───── INFORMATION ─────
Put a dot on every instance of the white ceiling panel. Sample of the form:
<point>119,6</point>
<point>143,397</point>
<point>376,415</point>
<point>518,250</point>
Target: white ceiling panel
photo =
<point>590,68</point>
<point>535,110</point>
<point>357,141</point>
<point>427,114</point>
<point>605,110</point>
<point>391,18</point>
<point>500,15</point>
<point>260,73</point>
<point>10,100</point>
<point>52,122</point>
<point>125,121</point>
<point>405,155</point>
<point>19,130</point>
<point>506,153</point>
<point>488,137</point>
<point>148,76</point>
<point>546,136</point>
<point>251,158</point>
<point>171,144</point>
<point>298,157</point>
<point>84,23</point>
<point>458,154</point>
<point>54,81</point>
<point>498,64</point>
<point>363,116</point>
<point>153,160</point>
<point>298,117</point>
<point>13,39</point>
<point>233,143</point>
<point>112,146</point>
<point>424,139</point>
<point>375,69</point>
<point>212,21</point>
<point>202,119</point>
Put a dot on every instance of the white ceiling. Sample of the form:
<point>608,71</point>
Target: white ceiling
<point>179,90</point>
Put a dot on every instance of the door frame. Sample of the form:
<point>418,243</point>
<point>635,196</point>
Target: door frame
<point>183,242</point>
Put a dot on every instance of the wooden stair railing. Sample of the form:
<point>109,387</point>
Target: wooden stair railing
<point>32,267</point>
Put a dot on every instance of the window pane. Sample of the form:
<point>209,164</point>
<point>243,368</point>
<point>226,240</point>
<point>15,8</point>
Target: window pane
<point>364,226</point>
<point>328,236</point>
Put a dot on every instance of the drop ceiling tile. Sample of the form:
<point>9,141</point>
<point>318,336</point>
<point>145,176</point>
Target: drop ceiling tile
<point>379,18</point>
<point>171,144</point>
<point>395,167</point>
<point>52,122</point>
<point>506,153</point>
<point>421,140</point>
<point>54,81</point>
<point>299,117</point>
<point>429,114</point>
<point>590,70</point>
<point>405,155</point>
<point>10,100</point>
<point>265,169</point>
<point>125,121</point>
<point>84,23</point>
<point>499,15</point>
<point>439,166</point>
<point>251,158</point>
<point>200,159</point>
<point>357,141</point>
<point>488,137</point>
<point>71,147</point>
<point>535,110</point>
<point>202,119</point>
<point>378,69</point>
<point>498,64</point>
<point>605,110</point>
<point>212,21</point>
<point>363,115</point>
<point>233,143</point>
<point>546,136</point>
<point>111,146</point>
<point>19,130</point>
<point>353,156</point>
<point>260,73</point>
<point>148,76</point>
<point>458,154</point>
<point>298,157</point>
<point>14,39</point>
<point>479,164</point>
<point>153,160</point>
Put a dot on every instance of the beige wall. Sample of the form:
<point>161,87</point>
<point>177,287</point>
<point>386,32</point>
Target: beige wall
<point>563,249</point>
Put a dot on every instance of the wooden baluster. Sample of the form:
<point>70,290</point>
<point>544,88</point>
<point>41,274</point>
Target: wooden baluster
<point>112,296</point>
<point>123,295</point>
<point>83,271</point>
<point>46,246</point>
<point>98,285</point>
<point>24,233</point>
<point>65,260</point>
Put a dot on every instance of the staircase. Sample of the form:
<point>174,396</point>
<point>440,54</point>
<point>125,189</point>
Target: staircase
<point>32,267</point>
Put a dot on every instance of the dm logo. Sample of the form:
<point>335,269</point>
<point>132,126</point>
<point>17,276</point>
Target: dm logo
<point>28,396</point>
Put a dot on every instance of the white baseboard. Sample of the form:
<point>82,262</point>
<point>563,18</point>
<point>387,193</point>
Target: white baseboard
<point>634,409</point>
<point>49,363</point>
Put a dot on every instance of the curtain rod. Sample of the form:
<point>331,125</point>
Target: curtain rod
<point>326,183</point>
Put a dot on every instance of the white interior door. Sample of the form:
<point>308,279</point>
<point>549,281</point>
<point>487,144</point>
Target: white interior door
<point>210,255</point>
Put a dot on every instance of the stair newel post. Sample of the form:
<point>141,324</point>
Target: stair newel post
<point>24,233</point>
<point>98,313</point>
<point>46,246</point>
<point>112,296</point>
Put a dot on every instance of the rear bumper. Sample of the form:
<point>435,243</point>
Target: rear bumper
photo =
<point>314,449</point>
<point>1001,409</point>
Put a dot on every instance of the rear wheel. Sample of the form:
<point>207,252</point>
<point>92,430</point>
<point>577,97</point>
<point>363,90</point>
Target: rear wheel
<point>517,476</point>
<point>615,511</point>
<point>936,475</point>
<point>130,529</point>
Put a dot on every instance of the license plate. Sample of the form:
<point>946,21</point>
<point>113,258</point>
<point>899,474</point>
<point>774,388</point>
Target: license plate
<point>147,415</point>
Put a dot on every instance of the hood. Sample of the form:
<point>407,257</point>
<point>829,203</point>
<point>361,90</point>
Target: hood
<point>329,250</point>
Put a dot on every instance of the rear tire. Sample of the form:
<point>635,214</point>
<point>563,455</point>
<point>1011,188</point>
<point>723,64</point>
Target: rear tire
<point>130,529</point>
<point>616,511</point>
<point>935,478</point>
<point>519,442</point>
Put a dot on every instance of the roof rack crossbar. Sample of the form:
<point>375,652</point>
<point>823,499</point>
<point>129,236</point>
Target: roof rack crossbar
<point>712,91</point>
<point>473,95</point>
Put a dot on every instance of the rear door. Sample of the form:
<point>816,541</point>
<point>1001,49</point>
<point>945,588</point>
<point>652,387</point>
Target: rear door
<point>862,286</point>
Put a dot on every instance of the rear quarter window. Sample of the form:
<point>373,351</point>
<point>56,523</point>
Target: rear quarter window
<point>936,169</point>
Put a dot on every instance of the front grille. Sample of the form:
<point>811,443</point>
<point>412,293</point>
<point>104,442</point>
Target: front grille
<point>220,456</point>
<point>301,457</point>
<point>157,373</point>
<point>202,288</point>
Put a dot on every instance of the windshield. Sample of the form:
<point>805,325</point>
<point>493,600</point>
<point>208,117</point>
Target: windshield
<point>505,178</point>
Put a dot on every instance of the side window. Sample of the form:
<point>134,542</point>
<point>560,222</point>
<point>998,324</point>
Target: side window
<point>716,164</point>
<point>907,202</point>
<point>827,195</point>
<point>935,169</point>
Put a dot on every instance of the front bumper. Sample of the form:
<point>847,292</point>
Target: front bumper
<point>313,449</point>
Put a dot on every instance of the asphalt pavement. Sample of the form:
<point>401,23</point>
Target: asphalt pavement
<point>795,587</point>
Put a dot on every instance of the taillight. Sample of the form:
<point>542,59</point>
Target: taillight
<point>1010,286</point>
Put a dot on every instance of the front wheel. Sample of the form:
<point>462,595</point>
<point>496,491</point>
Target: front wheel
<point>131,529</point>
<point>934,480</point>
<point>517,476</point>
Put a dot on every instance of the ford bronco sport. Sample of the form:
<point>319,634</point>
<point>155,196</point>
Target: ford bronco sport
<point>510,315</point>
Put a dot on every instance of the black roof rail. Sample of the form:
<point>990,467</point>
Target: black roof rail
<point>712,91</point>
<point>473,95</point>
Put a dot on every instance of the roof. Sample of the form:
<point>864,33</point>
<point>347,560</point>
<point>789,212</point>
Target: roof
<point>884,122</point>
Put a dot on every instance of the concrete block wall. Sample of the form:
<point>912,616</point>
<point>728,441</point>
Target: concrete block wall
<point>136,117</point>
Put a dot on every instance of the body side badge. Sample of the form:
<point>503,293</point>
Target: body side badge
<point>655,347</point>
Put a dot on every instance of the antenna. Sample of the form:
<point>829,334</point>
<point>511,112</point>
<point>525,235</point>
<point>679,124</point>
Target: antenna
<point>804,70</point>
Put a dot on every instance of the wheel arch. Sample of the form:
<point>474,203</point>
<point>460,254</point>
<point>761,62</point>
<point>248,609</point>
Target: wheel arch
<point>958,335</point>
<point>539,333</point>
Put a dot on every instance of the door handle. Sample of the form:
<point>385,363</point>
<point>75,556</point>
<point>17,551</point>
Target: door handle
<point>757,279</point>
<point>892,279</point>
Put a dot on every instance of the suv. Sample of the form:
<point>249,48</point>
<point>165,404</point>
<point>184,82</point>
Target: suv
─────
- **TRY IT**
Retype, exactly and in full, the lines above from the one containing "Put a dot on every instance of the taillight." through the one containing "<point>829,334</point>".

- **SOLUTION**
Put a dot on every instance of the taillight. Sample of the form:
<point>542,59</point>
Target: taillight
<point>1010,286</point>
Put a dot on every instance of the front wheel. Sample of the form:
<point>462,595</point>
<point>496,491</point>
Target: front wheel
<point>131,529</point>
<point>934,480</point>
<point>517,476</point>
Put a dot on every instance of the ford bronco sport. Sample of the form:
<point>319,634</point>
<point>155,196</point>
Target: ford bronco sport
<point>510,315</point>
Put a dot on every instance of the black roof rail. Sample of the form:
<point>990,467</point>
Target: black roof rail
<point>712,91</point>
<point>473,95</point>
Put a dot on every instance of the roof. Sample of the form:
<point>864,33</point>
<point>347,560</point>
<point>789,212</point>
Target: roof
<point>884,122</point>
Put a dot on every instance of the concrete block wall. Sample of the form:
<point>912,616</point>
<point>728,441</point>
Target: concrete block wall
<point>136,117</point>
Put a dot on every instance of the body side badge. Sample of the form:
<point>503,293</point>
Target: body side badge
<point>655,347</point>
Put a dot on every instance of the antenna. Sample of the form:
<point>829,334</point>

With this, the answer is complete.